Task goal —
Take the lines below from the one with "alright, looking at this photo i need to locate every house" through the one with "75, 394, 746, 462" and retype them exactly. Include nothing else, and no pictures.

Excerpted data —
┄┄┄┄┄┄┄┄┄┄

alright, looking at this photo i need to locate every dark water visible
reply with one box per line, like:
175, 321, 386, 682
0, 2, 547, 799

┄┄┄┄┄┄┄┄┄┄

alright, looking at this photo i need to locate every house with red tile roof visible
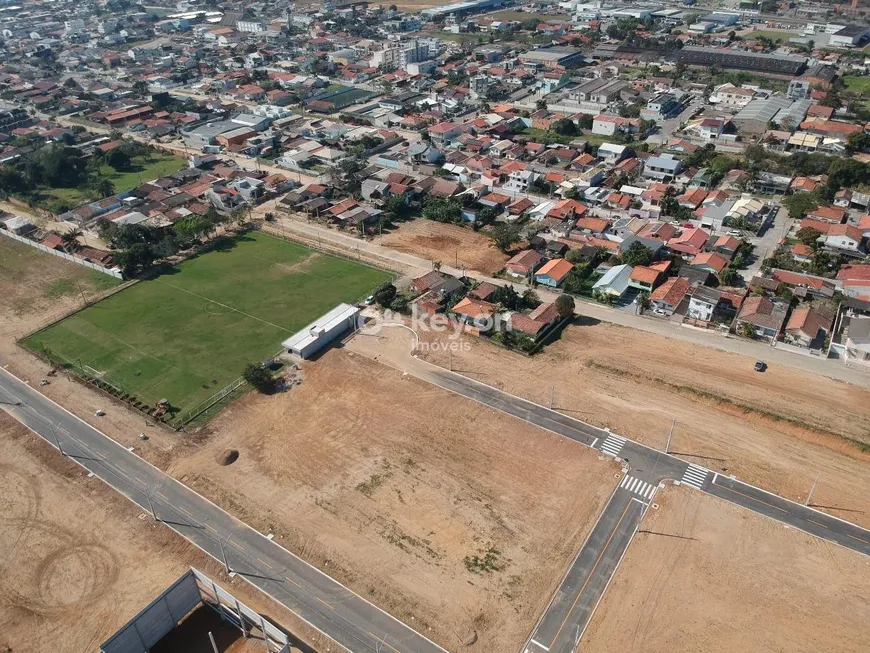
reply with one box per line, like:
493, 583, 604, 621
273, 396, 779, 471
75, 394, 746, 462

┄┄┄┄┄┄┄┄┄┄

Result of this task —
alright, looking at this photo i need to locate every house with red tile roof visible
reply with one box per line, like:
493, 583, 604, 621
273, 396, 779, 471
75, 394, 746, 462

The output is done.